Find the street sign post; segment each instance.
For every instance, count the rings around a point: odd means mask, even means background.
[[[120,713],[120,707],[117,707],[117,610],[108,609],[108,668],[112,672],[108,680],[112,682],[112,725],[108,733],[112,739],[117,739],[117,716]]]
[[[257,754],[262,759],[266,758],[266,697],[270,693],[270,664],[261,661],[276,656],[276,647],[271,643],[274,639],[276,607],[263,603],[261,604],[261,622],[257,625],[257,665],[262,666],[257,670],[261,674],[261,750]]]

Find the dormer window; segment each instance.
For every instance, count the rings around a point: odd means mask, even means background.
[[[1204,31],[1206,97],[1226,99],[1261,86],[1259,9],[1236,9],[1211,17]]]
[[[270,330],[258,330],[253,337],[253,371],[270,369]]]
...
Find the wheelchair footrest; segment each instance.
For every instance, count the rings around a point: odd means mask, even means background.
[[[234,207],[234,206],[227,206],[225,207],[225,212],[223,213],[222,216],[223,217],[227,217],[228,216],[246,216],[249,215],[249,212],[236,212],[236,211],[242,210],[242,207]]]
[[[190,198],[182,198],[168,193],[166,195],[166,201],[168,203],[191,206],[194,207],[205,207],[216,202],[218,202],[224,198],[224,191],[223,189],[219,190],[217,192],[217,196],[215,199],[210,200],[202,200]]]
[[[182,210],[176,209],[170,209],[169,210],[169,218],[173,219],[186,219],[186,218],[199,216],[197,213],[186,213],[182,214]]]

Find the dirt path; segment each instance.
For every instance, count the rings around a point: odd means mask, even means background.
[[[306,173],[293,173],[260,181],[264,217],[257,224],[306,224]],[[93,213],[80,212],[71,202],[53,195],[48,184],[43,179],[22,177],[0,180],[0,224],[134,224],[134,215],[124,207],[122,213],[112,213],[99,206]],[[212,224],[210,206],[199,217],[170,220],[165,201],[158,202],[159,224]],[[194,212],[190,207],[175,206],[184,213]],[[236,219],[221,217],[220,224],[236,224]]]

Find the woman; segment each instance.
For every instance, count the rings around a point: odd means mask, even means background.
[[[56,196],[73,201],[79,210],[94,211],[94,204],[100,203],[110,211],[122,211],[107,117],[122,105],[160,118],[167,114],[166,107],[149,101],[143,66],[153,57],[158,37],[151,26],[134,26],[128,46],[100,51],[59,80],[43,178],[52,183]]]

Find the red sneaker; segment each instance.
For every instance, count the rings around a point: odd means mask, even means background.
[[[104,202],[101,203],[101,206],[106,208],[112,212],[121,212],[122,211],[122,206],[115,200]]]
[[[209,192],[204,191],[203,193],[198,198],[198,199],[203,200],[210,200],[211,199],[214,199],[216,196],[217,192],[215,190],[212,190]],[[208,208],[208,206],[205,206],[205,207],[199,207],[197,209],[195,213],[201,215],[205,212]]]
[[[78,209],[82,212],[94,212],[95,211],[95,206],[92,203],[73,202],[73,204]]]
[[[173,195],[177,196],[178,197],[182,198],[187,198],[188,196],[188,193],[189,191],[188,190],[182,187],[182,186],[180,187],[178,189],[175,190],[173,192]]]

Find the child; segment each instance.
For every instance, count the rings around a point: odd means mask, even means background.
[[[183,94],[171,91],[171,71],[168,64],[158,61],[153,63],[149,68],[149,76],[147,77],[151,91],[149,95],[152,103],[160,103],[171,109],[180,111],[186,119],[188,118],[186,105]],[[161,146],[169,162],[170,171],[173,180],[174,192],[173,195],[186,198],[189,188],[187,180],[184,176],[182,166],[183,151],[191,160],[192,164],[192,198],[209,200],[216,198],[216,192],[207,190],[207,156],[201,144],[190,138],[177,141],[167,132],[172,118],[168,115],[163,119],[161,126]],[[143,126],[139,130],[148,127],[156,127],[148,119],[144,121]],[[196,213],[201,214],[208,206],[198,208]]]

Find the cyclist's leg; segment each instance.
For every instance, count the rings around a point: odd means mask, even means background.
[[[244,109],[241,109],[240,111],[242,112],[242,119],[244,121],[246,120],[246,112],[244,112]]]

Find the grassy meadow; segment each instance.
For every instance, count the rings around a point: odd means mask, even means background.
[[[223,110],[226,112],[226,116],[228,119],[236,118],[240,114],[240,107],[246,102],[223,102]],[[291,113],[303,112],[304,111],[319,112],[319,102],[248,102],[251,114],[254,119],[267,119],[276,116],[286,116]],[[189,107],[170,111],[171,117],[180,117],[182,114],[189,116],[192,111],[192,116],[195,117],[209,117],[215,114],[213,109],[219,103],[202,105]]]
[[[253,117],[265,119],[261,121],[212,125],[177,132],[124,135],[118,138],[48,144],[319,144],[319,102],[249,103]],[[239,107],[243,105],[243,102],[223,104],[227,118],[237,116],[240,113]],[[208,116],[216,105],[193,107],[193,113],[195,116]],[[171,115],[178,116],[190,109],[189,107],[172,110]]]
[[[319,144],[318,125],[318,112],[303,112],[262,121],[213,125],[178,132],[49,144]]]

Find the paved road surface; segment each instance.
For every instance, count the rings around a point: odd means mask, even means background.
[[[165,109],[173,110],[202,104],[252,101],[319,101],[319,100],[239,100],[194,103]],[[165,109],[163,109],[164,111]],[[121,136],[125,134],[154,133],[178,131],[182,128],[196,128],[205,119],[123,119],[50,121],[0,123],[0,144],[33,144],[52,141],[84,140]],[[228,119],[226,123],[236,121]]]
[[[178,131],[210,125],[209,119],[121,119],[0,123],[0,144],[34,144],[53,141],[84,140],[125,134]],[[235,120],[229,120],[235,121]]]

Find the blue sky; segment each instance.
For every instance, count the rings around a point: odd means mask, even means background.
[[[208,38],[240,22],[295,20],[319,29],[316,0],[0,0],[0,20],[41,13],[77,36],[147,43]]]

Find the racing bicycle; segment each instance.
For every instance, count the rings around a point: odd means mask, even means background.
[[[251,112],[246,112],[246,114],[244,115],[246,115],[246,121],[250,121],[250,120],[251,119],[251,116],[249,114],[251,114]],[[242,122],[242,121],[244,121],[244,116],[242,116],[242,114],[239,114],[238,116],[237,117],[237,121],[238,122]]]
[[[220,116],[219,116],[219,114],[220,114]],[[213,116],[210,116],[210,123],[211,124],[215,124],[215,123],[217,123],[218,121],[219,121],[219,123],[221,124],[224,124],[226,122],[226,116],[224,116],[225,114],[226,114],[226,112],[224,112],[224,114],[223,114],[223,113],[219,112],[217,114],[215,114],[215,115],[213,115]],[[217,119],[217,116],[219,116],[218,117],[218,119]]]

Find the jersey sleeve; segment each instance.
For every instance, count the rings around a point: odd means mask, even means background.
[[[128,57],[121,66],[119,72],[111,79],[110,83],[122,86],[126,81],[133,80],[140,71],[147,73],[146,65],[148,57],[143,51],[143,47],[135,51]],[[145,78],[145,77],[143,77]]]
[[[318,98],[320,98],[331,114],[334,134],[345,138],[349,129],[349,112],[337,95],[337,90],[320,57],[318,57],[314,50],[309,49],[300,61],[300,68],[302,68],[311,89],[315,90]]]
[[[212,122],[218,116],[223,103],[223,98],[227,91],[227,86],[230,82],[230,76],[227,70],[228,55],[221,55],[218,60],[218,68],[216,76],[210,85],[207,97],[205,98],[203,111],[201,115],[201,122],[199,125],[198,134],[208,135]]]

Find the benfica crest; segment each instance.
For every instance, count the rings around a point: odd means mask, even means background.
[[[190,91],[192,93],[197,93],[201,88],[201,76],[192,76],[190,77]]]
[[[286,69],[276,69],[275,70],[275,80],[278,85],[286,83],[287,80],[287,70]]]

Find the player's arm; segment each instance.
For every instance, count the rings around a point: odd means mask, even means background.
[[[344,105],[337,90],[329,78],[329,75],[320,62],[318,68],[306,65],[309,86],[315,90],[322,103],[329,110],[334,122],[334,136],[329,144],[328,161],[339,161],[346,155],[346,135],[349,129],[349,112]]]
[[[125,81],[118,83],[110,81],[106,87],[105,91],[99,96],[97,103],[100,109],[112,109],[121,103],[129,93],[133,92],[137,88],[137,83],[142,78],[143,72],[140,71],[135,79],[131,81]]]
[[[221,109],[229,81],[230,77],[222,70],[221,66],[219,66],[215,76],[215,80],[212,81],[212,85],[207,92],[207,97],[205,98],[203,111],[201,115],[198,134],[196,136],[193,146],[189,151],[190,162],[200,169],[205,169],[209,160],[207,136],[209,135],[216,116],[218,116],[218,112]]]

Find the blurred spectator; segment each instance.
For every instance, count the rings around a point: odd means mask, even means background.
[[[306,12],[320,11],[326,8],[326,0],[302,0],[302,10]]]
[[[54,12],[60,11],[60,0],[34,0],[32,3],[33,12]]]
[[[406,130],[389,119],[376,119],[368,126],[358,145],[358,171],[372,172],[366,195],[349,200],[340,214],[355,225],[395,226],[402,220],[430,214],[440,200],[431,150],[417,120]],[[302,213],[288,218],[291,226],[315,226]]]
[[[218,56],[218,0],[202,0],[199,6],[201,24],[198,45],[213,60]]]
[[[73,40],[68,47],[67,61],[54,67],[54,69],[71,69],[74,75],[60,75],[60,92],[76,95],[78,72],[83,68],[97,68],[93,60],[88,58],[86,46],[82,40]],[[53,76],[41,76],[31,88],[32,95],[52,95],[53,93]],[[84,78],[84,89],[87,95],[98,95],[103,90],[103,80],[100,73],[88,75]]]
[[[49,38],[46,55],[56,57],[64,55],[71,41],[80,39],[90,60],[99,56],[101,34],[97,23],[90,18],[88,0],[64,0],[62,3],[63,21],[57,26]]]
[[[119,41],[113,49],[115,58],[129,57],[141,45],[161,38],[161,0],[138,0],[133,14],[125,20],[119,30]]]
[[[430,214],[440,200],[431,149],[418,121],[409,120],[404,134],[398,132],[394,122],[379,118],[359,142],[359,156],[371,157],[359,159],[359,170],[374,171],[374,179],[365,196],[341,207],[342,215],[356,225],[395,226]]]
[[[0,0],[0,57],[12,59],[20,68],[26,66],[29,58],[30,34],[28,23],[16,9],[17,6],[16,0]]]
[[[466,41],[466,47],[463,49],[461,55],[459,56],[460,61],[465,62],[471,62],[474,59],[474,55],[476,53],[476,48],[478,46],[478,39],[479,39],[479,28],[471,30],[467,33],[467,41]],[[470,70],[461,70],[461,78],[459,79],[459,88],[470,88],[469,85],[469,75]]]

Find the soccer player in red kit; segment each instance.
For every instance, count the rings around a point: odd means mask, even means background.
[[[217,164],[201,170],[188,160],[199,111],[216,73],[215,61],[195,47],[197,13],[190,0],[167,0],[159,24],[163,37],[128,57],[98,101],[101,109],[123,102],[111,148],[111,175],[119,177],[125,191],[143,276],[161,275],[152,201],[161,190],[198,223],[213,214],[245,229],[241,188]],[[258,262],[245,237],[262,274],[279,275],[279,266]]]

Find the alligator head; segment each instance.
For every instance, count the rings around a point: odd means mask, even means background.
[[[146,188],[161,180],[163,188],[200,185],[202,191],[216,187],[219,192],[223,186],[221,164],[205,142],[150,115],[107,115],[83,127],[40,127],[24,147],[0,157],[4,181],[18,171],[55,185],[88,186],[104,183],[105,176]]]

§ **WRITTEN TASK**
List, copied in full, each line above that contains the string "player". Case counts.

§ **FINISHED EXERCISE**
Find the player's arm; segment each instance.
Find the soccer player in red kit; segment each instance.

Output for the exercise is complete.